> [AIM OF THE TASK]
Of all the lines below, return only those starting with the line holding "Spot the concrete" and going on through the line holding "Spot the white", exactly as written.

START STUDY MATERIAL

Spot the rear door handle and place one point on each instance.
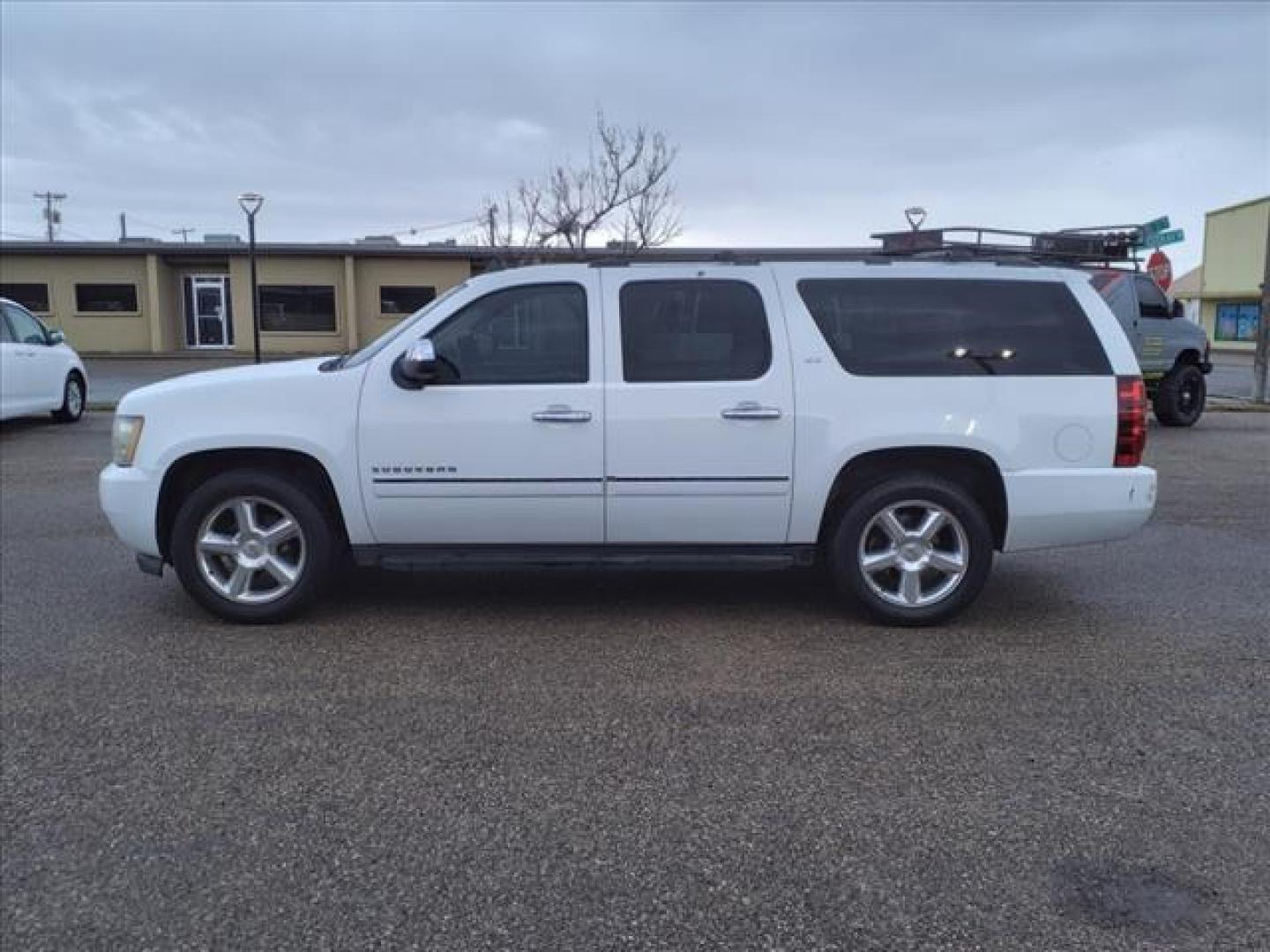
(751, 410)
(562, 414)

END STUDY MATERIAL
START STUDY MATERIAL

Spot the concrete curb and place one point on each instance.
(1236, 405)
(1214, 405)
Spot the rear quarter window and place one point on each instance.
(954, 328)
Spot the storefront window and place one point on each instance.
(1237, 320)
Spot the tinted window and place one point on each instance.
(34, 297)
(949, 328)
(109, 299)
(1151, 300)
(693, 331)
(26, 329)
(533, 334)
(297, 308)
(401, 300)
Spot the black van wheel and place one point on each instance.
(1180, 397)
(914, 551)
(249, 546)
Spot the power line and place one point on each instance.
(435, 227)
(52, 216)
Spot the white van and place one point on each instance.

END STUDY MATERIAL
START STUDY MATERIAL

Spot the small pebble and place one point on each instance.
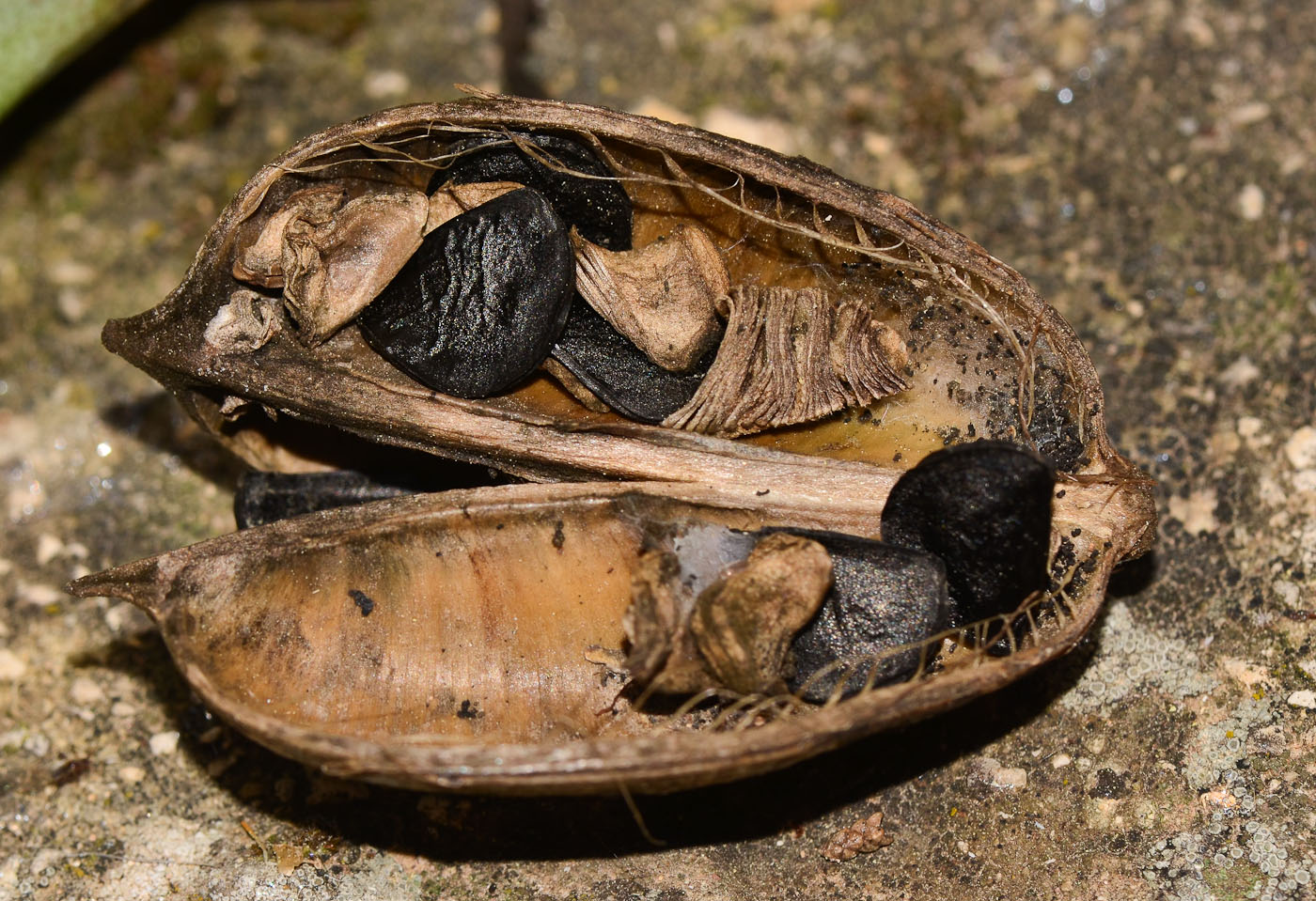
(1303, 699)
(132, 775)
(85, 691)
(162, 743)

END STUDY MATERIAL

> [ANSWER SECTION]
Spot the concrete curb and place one point on each instance.
(1236, 405)
(1214, 405)
Spot the rear quarter window and place one point on each instance.
(954, 328)
Spot the storefront window and place one point on each instance.
(1237, 320)
Spot the tinted window and place one point on each instance.
(34, 297)
(949, 328)
(109, 299)
(1151, 300)
(693, 331)
(26, 329)
(533, 334)
(297, 308)
(401, 300)
Spot the black van wheel and place one point on each instance.
(1180, 397)
(914, 551)
(249, 546)
Spot the power line and place one point on each instance.
(435, 227)
(52, 216)
Spot the white van and place one point on each instance.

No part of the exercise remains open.